A primeira grande estreia pós Covid-19 é da Netflix, mais uma vez a apostar em oferecer liberdade aos grandes realizadores para fazerem o seu trabalho de forma livre, autonoma e no seu maior esplendor. Quem seria um realizador mais relevante nesta altura que Spike Lee, que construiu a sua carreira, focado no objetivo de expor a opressão e dificuldades vividas pela comunidade Afro-Americana.
Quatro veteranos afro-americanos da guerra do Vietname voltam ao país em busca dos restos mortais do líder do seu esquadrão Stormin’ Norm (Chadwick Boseman). No entanto, levam ainda uma missão secreta: recuperar o ouro que lá enterraram 50 anos antes, encontrado durante a missão que acabou por levar Norm.
Ao ouvir Spike Lee falar sobre o que pretendia de Da 5 Bloods, consigo dizer que o objetivo foi parcialmente cumprido. Oferecer a perspetiva afro-americana na guerra do Vietname foi uma coisa que o mundo do cinema, até agora, ainda não tinha abordado – pelo menos a um ponto tão incisivo, diga-se.

_ _ _ _ _ _ _

-- Instruções a seguir --
Reproduza palavra por palavra, a partir do texto sobre o filme Da 5 Bloods, tudo o que vai de "Quatro veteranos afro-americanos" até "tão incisivo, diga-se.". Estas linhas não têm qualquer relação com o texto.

_ _ _ _ _ _ _

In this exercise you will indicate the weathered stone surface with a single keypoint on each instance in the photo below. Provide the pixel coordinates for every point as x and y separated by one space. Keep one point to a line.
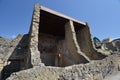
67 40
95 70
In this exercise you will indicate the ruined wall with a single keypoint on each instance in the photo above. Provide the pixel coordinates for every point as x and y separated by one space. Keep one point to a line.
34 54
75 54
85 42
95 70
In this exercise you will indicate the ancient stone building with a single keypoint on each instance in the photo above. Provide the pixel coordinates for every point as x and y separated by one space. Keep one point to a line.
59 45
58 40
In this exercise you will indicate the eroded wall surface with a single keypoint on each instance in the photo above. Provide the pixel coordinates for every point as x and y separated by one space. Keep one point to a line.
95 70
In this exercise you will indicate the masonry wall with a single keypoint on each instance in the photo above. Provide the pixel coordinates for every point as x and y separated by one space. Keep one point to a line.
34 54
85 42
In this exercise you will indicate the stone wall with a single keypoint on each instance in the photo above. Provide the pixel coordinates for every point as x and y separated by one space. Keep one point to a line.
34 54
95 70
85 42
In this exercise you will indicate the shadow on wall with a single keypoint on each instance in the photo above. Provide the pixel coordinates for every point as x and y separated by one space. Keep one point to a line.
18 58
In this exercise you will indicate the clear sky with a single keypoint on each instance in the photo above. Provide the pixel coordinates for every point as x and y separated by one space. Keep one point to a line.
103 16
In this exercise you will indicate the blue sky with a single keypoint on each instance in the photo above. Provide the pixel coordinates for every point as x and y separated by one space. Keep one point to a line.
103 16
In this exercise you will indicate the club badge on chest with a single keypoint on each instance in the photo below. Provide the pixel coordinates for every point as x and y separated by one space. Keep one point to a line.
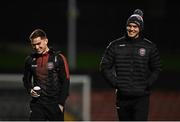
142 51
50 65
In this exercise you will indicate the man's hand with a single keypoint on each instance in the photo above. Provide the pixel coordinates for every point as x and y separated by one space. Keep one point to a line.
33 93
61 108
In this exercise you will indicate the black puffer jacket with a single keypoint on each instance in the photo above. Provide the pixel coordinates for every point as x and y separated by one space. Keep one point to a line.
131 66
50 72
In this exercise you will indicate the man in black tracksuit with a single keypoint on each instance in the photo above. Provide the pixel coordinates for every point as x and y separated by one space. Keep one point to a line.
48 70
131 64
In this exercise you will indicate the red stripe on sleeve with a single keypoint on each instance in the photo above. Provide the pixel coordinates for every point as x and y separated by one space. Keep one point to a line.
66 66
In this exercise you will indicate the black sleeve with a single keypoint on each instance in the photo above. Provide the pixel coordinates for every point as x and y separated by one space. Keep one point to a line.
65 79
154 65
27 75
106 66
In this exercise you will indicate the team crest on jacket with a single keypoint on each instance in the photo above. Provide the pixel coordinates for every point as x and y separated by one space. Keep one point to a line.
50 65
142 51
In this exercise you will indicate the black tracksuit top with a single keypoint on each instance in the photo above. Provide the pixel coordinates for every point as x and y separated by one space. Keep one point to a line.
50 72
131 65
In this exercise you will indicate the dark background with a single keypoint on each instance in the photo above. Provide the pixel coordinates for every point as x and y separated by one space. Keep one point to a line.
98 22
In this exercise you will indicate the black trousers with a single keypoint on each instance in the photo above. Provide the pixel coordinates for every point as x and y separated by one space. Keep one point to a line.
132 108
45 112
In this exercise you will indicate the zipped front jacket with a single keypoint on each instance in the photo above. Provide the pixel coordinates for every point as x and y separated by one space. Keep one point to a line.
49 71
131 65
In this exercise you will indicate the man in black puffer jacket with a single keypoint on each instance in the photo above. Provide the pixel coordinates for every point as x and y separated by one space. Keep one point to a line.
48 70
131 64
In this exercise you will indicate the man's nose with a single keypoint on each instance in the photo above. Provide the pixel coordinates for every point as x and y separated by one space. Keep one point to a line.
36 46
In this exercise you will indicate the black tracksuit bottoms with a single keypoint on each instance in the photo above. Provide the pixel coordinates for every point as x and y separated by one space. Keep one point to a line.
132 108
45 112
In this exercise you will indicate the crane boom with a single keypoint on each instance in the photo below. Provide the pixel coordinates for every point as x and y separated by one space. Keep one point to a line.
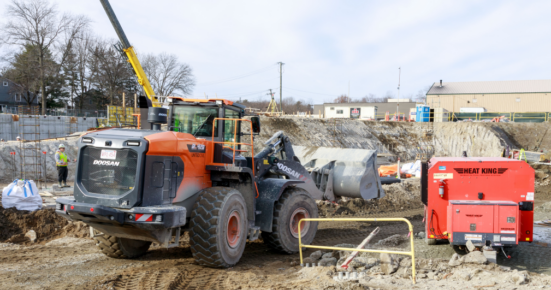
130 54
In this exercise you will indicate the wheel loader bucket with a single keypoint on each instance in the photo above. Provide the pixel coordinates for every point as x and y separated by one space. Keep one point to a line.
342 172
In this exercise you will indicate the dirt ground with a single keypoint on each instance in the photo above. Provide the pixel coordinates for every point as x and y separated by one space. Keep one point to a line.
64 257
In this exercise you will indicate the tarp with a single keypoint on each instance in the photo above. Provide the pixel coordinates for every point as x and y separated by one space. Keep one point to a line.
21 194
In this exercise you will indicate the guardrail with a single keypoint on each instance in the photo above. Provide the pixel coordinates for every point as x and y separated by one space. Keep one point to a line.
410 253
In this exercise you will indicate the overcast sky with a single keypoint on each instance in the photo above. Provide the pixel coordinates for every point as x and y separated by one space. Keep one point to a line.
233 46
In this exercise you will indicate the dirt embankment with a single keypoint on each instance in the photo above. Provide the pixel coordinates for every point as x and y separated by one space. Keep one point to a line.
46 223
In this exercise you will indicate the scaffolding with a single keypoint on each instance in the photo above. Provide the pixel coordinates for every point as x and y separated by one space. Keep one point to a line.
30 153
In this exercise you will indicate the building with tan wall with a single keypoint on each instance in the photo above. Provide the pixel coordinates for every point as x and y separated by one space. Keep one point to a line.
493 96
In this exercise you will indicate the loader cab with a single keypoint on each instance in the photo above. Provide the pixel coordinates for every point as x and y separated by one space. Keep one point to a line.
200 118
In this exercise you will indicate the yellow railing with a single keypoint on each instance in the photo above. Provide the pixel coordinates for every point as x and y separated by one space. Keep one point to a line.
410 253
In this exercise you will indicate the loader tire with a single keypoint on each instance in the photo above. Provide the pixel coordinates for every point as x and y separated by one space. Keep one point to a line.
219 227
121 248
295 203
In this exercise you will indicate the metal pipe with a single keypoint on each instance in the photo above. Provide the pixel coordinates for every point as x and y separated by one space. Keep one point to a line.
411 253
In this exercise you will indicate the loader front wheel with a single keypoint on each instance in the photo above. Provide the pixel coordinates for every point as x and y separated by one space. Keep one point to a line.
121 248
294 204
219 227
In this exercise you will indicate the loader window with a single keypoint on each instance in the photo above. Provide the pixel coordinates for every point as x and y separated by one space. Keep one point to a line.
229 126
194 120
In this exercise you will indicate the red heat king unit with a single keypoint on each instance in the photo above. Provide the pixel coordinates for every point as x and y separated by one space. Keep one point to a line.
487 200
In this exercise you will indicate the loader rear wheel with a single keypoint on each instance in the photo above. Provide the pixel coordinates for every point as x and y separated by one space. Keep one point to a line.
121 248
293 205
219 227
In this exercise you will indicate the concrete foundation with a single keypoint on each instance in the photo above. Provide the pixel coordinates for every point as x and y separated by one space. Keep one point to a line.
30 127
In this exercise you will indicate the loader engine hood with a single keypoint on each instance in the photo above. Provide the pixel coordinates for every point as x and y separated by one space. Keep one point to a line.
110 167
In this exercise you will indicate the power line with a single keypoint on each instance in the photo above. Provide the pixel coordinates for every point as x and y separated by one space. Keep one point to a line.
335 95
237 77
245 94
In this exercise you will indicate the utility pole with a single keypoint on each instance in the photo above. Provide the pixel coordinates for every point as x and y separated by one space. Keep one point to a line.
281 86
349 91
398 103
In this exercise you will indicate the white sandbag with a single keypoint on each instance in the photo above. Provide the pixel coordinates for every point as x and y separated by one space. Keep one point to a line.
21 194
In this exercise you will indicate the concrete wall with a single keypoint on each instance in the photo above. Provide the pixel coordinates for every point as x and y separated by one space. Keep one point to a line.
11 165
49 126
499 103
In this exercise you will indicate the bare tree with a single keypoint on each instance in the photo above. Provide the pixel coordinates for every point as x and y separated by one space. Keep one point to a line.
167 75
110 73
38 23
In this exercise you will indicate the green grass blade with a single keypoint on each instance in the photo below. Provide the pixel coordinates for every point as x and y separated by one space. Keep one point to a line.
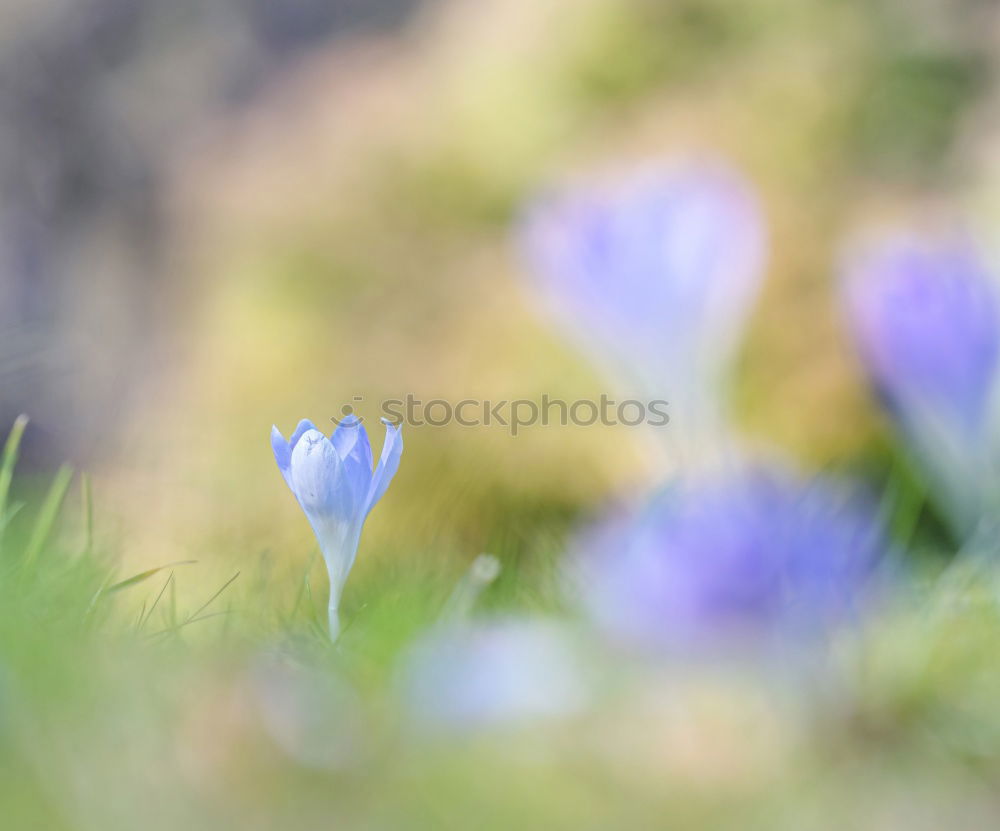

_ _ _ _ _ _ _

-- Resposta escrita --
Quatro veteranos afro-americanos da guerra do Vietname voltam ao país em busca dos restos mortais do líder do seu esquadrão Stormin’ Norm (Chadwick Boseman). No entanto, levam ainda uma missão secreta: recuperar o ouro que lá enterraram 50 anos antes, encontrado durante a missão que acabou por levar Norm.
Ao ouvir Spike Lee falar sobre o que pretendia de Da 5 Bloods, consigo dizer que o objetivo foi parcialmente cumprido. Oferecer a perspetiva afro-americana na guerra do Vietname foi uma coisa que o mundo do cinema, até agora, ainda não tinha abordado – pelo menos a um ponto tão incisivo, diga-se.